TUGAS ANDA:
1 > Salin kata demi kata bagian teks tentang sangrai kopi dari "KONTAN.CO.ID - Apa" sampai "jarang kita temui.".
2 > Ringkas paragraf dalam teks tentang sangrai kopi yang dimulai dengan "Apa warna biji kopi?" tanpa menghilangkan fakta utamanya.

TEKS YANG DITAMPILKAN:
KONTAN.CO.ID - Apa warna biji kopi? Jika menjawab kelir cokelat atau hitam, maka Anda baru saja melewatkan salah satu episode penting dalam proses pembuatan minuman kopi. Anda yang menjawab putih kehijauan sebagai warna asli biji kopi tentu paham, biji kopi mentah alias
green bean berubah warna menjadi cokelat kehitaman lantaran telah melewati proses sangrai alias
roasting. Dulu, Anda mungkin masih sering melihat seseorang tengah menggongseng kopi di atas wajan yang terbuat dari gerabah maupun besi. Kini, proses menyangrai kopi menggunakan cara tradisional makin jarang kita temui.

DATA YANG DIBERIKAN:
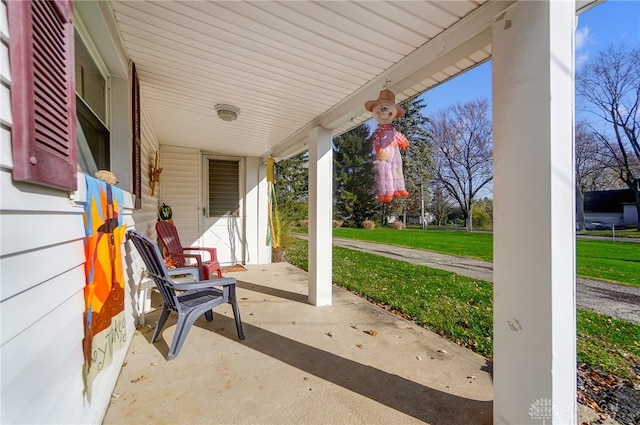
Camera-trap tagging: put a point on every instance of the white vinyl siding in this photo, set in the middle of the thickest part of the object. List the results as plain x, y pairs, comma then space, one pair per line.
42, 283
180, 189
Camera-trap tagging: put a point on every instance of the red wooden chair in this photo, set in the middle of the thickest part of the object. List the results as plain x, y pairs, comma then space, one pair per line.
172, 246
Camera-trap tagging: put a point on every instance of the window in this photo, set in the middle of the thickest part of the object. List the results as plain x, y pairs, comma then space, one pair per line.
91, 99
224, 188
43, 104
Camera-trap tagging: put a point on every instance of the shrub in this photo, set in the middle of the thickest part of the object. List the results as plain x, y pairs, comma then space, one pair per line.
398, 225
368, 224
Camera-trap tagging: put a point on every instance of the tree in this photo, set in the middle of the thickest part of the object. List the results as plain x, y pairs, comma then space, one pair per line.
463, 152
292, 186
593, 171
354, 180
609, 87
440, 206
417, 161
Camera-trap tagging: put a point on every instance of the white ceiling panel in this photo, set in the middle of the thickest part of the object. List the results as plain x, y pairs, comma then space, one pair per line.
290, 65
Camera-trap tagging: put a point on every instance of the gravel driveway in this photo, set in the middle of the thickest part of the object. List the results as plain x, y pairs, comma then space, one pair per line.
619, 301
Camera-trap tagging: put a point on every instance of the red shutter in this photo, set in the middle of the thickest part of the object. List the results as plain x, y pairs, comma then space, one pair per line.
43, 105
137, 146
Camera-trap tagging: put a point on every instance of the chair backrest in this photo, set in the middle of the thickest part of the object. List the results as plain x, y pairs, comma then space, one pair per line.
170, 239
152, 258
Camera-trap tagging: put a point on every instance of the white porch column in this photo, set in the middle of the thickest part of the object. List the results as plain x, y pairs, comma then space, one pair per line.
320, 215
534, 231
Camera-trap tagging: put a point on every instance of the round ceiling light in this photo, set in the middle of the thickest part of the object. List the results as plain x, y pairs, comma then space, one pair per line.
227, 112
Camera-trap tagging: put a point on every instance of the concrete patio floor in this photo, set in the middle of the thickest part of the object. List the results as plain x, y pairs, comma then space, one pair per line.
349, 363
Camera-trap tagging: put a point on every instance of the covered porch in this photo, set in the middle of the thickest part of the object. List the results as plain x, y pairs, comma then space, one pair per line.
351, 362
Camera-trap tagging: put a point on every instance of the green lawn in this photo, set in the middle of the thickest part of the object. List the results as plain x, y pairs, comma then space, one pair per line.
461, 309
617, 261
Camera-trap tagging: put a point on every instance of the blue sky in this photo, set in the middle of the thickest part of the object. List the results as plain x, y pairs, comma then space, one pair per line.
610, 22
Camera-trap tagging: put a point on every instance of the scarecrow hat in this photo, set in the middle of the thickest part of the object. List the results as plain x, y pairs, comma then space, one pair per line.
385, 96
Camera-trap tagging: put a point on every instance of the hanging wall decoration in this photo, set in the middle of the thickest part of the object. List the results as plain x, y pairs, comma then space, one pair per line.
154, 174
387, 143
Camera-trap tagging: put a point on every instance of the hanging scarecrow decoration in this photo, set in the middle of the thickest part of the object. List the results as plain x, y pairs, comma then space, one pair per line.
387, 143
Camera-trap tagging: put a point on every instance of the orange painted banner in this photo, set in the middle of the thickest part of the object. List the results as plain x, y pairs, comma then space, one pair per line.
104, 290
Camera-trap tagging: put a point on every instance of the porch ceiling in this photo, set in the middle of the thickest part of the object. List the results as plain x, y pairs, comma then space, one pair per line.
290, 65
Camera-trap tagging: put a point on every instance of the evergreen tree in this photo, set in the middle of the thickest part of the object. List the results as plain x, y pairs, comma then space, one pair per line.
354, 180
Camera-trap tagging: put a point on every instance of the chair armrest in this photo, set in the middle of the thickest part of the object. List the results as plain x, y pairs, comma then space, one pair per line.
197, 257
225, 281
212, 252
194, 271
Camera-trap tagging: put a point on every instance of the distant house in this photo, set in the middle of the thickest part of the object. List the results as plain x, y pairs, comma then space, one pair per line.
611, 206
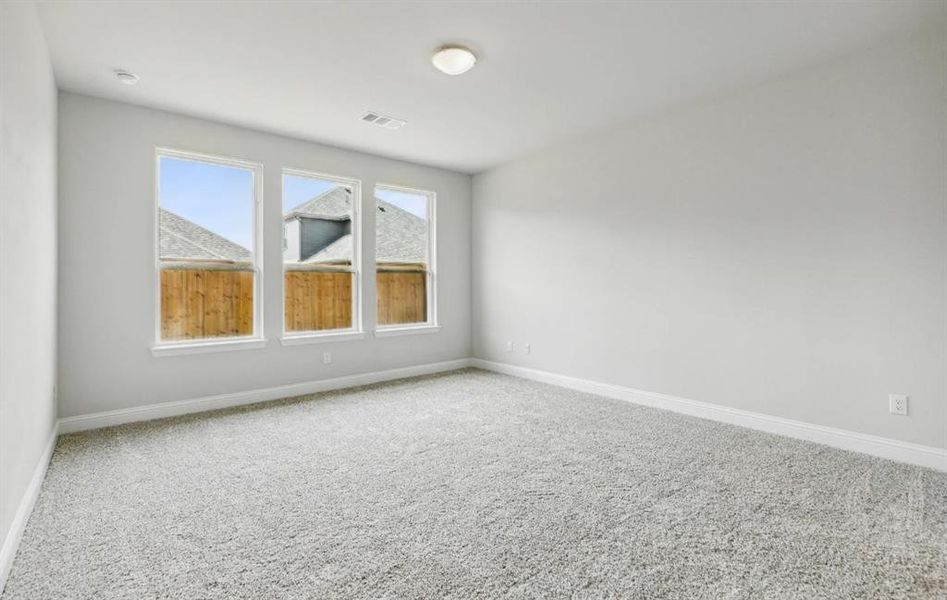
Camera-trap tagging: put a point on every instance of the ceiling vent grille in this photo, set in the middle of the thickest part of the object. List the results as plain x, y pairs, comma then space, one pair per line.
383, 121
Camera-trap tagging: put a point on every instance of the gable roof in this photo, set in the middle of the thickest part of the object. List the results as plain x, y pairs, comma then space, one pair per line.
179, 239
401, 236
332, 205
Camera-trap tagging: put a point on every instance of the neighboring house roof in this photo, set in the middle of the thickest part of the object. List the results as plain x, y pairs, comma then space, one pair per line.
182, 239
333, 205
401, 236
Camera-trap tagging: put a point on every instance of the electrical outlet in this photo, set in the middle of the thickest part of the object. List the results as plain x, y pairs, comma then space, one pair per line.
898, 404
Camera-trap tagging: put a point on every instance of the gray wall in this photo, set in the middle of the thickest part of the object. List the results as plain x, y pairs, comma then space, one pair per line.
780, 250
107, 300
27, 253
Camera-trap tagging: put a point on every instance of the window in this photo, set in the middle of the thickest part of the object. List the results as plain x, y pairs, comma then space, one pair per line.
208, 274
320, 255
405, 259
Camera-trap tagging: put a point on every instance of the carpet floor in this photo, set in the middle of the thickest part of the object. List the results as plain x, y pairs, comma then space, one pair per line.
473, 485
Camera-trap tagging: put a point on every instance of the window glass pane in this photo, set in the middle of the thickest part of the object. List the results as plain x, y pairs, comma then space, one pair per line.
402, 229
317, 254
206, 215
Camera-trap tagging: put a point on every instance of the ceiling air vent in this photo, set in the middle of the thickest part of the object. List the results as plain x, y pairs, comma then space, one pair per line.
383, 121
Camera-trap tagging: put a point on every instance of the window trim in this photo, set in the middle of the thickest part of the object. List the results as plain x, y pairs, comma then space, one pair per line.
431, 325
356, 331
189, 346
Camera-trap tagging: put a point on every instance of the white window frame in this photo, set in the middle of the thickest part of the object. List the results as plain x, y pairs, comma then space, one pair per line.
431, 324
191, 346
292, 338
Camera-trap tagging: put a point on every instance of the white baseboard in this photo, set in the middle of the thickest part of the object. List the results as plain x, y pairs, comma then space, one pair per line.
183, 407
24, 510
916, 454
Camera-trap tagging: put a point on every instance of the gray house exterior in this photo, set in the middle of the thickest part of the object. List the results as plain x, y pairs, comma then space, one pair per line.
320, 231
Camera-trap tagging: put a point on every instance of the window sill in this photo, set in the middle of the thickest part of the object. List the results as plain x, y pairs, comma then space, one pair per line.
207, 346
321, 338
407, 330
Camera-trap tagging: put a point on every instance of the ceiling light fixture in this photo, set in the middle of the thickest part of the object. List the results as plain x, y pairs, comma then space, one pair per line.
126, 77
454, 60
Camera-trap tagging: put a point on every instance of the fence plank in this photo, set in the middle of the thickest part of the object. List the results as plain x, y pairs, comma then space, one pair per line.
207, 303
402, 297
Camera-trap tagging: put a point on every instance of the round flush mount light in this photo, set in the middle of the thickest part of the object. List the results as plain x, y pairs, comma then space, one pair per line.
126, 77
454, 60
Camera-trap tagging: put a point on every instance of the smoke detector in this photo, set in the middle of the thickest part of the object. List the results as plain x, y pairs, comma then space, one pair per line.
382, 121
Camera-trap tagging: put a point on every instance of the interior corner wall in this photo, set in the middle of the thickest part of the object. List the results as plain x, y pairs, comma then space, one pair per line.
107, 292
781, 250
27, 256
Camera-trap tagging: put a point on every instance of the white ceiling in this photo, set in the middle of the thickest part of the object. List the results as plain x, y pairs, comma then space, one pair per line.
547, 70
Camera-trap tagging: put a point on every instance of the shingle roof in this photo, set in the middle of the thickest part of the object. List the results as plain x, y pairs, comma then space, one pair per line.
182, 239
401, 236
334, 205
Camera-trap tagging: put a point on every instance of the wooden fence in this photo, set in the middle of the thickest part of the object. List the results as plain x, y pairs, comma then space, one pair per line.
208, 300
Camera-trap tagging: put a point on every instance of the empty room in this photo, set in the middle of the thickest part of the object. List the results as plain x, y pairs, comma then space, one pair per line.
473, 299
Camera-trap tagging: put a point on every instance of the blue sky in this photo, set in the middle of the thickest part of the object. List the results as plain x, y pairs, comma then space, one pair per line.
220, 198
215, 197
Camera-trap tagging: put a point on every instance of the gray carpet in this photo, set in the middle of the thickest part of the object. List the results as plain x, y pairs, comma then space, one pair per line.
474, 485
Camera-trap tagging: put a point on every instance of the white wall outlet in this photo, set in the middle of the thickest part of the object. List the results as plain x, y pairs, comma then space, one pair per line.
898, 404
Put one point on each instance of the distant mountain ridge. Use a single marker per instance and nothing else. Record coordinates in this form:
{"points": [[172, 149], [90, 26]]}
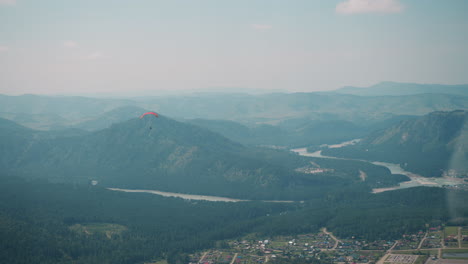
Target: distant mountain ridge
{"points": [[45, 113], [399, 89], [433, 145], [149, 153]]}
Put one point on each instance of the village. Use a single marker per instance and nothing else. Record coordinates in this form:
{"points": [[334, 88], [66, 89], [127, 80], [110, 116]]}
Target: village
{"points": [[436, 245]]}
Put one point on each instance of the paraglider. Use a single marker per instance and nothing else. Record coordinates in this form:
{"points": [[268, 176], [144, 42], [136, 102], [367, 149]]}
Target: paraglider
{"points": [[149, 113]]}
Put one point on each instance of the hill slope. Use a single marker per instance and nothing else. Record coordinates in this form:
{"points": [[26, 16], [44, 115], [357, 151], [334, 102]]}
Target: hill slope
{"points": [[432, 145], [157, 153], [398, 89]]}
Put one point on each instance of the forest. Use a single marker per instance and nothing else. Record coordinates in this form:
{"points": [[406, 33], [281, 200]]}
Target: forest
{"points": [[39, 219]]}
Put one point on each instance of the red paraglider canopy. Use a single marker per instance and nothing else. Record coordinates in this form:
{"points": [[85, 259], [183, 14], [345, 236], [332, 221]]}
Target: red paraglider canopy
{"points": [[149, 113]]}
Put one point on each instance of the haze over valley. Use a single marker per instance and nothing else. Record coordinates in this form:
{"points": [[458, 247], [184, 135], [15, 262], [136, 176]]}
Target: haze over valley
{"points": [[233, 132]]}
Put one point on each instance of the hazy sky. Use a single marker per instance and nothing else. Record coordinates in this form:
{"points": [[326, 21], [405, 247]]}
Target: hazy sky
{"points": [[85, 46]]}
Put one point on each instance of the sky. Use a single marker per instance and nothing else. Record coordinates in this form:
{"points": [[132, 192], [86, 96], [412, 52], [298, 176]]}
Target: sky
{"points": [[139, 46]]}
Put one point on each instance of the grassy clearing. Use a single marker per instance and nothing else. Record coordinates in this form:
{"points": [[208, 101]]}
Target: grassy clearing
{"points": [[455, 250], [450, 231], [109, 230], [158, 262]]}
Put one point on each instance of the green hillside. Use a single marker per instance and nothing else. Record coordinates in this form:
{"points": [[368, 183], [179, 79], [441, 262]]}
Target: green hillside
{"points": [[433, 145]]}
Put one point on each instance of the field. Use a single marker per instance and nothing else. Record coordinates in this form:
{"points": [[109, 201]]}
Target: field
{"points": [[106, 229], [464, 233], [451, 236]]}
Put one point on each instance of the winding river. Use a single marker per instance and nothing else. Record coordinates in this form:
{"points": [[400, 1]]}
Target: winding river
{"points": [[415, 179]]}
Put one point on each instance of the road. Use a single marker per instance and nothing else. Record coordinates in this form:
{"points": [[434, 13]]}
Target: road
{"points": [[459, 237], [201, 259], [324, 230], [422, 241], [233, 259]]}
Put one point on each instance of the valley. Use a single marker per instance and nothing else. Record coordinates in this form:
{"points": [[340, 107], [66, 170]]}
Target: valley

DAFTAR JAWABAN:
1 >
KONTAN.CO.ID - Apa warna biji kopi? Jika menjawab kelir cokelat atau hitam, maka Anda baru saja melewatkan salah satu episode penting dalam proses pembuatan minuman kopi. Anda yang menjawab putih kehijauan sebagai warna asli biji kopi tentu paham, biji kopi mentah alias
green bean berubah warna menjadi cokelat kehitaman lantaran telah melewati proses sangrai alias
roasting. Dulu, Anda mungkin masih sering melihat seseorang tengah menggongseng kopi di atas wajan yang terbuat dari gerabah maupun besi. Kini, proses menyangrai kopi menggunakan cara tradisional makin jarang kita temui.

2 > Warna asli biji kopi mentah (green bean) adalah putih kehijauan, bukan cokelat atau hitam. Biji itu menjadi cokelat kehitaman setelah melewati proses sangrai (roasting). Dulu orang sering menggongseng kopi di atas wajan gerabah atau besi, tetapi kini cara sangrai tradisional makin jarang ditemui.